** EXERCISE DETAILS **
Return the records below exactly; pictures stay out.

** INPUT **

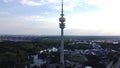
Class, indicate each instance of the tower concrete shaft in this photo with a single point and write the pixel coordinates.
(62, 26)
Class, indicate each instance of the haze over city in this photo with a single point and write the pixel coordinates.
(40, 17)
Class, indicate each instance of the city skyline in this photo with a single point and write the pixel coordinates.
(40, 17)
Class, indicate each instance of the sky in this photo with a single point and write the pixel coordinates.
(41, 17)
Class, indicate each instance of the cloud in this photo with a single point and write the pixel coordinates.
(7, 1)
(30, 25)
(4, 13)
(30, 2)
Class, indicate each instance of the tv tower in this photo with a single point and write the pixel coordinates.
(62, 26)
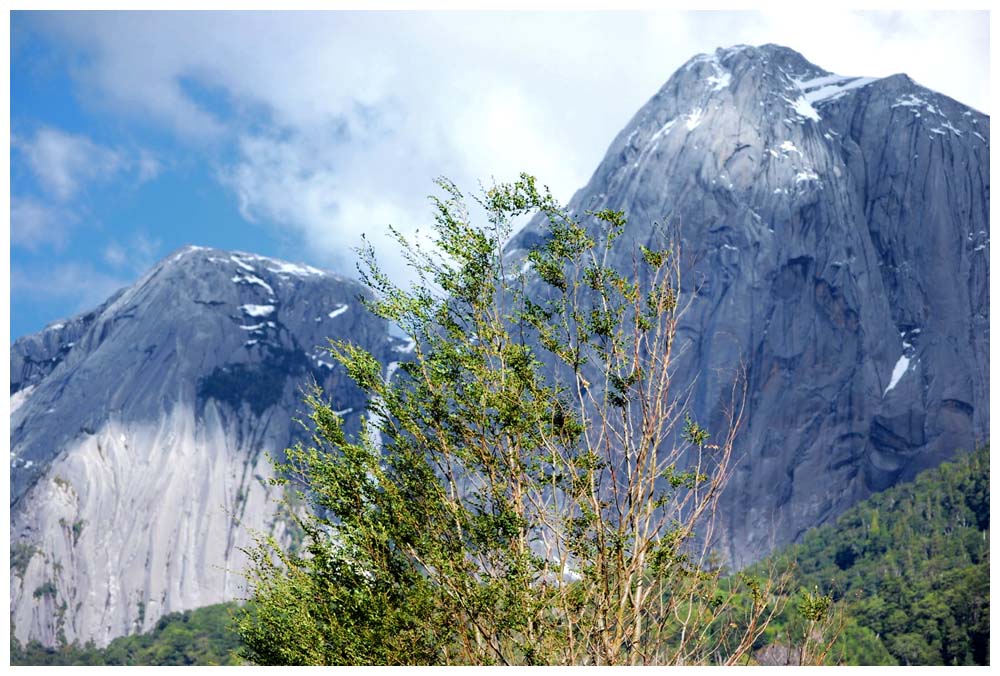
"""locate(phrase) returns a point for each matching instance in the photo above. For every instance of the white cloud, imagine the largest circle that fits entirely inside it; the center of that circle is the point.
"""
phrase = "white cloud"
(134, 256)
(62, 163)
(340, 121)
(80, 284)
(33, 224)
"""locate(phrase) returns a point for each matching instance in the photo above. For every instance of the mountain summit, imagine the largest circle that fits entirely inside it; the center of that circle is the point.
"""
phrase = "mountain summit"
(835, 240)
(834, 233)
(139, 434)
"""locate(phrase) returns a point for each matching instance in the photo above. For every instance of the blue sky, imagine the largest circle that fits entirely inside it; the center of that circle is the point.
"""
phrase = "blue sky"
(290, 134)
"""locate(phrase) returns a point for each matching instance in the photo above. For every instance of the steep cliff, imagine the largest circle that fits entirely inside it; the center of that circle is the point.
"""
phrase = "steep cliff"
(835, 240)
(139, 434)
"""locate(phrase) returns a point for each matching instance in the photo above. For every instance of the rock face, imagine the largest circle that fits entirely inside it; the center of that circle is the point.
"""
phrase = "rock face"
(139, 433)
(835, 239)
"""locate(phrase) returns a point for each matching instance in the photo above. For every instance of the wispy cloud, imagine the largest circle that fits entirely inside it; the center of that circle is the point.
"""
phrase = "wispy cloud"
(331, 124)
(133, 256)
(80, 284)
(64, 163)
(34, 224)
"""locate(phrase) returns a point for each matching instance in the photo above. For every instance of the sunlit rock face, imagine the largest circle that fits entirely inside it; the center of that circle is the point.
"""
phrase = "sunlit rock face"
(140, 433)
(835, 241)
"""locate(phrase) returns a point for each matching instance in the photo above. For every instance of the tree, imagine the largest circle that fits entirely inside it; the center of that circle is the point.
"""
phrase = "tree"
(530, 488)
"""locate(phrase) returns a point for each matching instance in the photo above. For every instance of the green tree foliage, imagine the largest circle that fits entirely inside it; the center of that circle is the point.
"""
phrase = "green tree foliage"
(527, 491)
(908, 567)
(204, 636)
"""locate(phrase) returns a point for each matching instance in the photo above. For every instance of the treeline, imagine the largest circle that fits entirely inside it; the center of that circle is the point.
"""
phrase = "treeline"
(908, 570)
(203, 636)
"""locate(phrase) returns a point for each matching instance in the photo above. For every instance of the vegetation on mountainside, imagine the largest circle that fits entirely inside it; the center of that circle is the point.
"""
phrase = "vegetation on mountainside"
(531, 489)
(908, 568)
(204, 636)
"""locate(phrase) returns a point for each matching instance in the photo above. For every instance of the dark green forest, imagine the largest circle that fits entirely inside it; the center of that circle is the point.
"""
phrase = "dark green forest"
(203, 636)
(908, 570)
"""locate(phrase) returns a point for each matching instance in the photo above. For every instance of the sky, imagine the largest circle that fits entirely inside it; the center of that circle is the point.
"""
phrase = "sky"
(291, 134)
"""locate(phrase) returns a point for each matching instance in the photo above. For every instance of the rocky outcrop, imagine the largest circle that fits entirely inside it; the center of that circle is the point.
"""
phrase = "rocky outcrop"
(140, 434)
(835, 239)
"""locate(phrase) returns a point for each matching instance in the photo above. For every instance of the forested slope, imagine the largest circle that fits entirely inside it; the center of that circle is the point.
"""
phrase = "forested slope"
(909, 567)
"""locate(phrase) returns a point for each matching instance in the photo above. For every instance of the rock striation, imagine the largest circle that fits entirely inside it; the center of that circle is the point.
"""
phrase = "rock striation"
(834, 234)
(140, 433)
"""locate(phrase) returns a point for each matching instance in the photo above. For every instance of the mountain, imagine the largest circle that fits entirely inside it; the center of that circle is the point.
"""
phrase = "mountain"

** RESULT **
Class, indicate each instance of the tower concrete shaft in this photo with a single point and write the pixel coordinates.
(62, 26)
Class, indicate each instance of the haze over city in this photo with a single point and write the pixel coordinates.
(40, 17)
Class, indicate each instance of the city skyline in this photo with a single point and write the pixel coordinates.
(40, 17)
Class, indicate each instance of the sky in this photo with a single point and write the pixel coordinates.
(41, 17)
Class, indicate each instance of the cloud in this photo with a single point and write the pixel coordinates.
(7, 1)
(30, 25)
(4, 13)
(30, 2)
Class, indicate each instance of the tv tower in this photo with a single point and write the pixel coordinates.
(62, 26)
"""locate(phrase) returns a point for each matching instance in the photo above. For every instance of the white cloud, imagine the largest circle that fits entirely inside it; the center of that circle is the point.
"""
phrase = "white cloud"
(134, 256)
(62, 163)
(340, 121)
(80, 284)
(33, 224)
"""locate(phrase) returns a point for each matching instance in the photo above. For every instance of the mountain summit, imagine the largest circle that fits entirely inside it; the center of that circle is the point.
"""
phrase = "mountain summit"
(835, 240)
(834, 233)
(139, 434)
"""locate(phrase) returns a point for each matching instance in the photo above. For every instance of the blue sky, imagine the largest circle that fits entirely inside it; the center of that circle is the point.
"""
phrase = "blue sky"
(290, 134)
"""locate(phrase) returns a point for each matching instance in the photo above. For every instance of the steep cliff, imagine the largest circle that fits entirely inside it; the center of that circle is the point.
"""
phrase = "steep cliff"
(835, 240)
(139, 434)
"""locate(phrase) returns a point for each matching instance in the photo above. For every instance of the rock face, imagine the largest circle that fits entirely inside it; the center of that circle is the point.
"""
phrase = "rock face"
(139, 433)
(835, 239)
"""locate(phrase) returns a point for each matching instance in the photo above. For every instance of the wispy cloud, imagine the largest circle that fits entirely inside it; the center of that circle is the point.
"""
phrase = "wispy cloud"
(331, 124)
(133, 256)
(80, 284)
(64, 163)
(34, 224)
"""locate(phrase) returns a point for each matching instance in the photo above. For every instance of the sunlit rock face, imagine the largest circle that fits entirely inside it; the center of that circle is the point.
"""
phrase = "sunlit rock face"
(140, 433)
(835, 241)
"""locate(phrase) returns a point for each matching instance in the photo above. For every instance of the tree, imagine the largest circle that fits entirely inside it; the center of that circle is the point.
"""
phrase = "tree"
(530, 488)
"""locate(phrase) returns a point for each matching instance in the photo above. For every instance of the green tree foliage, imagine the largest circle that fits entirely inside it; the center of that circle is the point.
"""
phrase = "green tree foliage"
(527, 491)
(908, 567)
(204, 636)
"""locate(phrase) returns a point for each matching instance in the photo above. For every instance of the treeline, imagine the largest circle that fits entirely inside it; the center of that circle is the point.
"""
phrase = "treeline"
(908, 570)
(203, 636)
"""locate(phrase) returns a point for each matching instance in the photo above. For every instance of the vegetation on mountainside, imagine the largest circle that fits entirely inside it; the center of that circle is the point.
"""
phrase = "vegetation on mountainside"
(531, 489)
(908, 568)
(204, 636)
"""locate(phrase) returns a point for each matching instance in the photo above. For every instance of the dark green forest, imagine the largest circle that fits entirely inside it; the center of that circle is the point.
"""
phrase = "dark green forest"
(203, 636)
(908, 570)
"""locate(phrase) returns a point for each matching instance in the photo above. For every instance of the sky, imagine the largest circle that fits entirely inside it; the center of that circle is the point.
"""
phrase = "sky"
(291, 134)
"""locate(phrase) returns a point for each matching instance in the photo above. For every instance of the rocky outcrop, imagine the largest circle that fits entirely inside it; the center of that circle is the point.
"""
phrase = "rocky outcrop"
(140, 434)
(835, 239)
"""locate(phrase) returns a point for each matching instance in the photo above. For every instance of the forested slope, imagine the largest circle that fits entirely inside it; the center of that circle is the point.
"""
phrase = "forested slope"
(909, 567)
"""locate(phrase) returns a point for each matching instance in the photo above. For every instance of the rock striation, imagine the largest circle that fits entirely inside it; the center of that circle is the point.
"""
phrase = "rock striation"
(834, 234)
(140, 433)
"""locate(phrase) returns a point for each matching instance in the photo above. For every instance of the mountain, imagine the largest circle that fits entirely inside it; the center of that circle is the point.
"""
phrase = "mountain"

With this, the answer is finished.